======== Data for this exercise ========

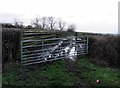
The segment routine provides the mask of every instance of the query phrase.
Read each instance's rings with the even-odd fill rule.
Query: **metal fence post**
[[[87,37],[87,54],[88,54],[88,37]]]

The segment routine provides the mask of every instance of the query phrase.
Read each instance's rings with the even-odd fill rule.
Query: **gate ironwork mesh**
[[[49,32],[24,31],[21,40],[21,63],[30,65],[88,53],[88,37],[55,36]]]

========

**What is asked:**
Rewrite the listing above with "segment routine" switched to "outline routine" everywhere and everything else left as it is. Leave out the pictures.

**Worked answer:**
The outline routine provides the mask of every instance of the query phrase.
Read each instance's rings with the even-odd fill rule.
Query: **metal fence post**
[[[87,37],[87,54],[88,54],[88,37]]]

The outline routine provides the mask of every instance of the query phrase.
Read each instance's rings with the even-odd fill rule.
Query: **gate ironwork mesh**
[[[49,32],[24,31],[21,40],[21,63],[30,65],[88,53],[88,37],[55,36]]]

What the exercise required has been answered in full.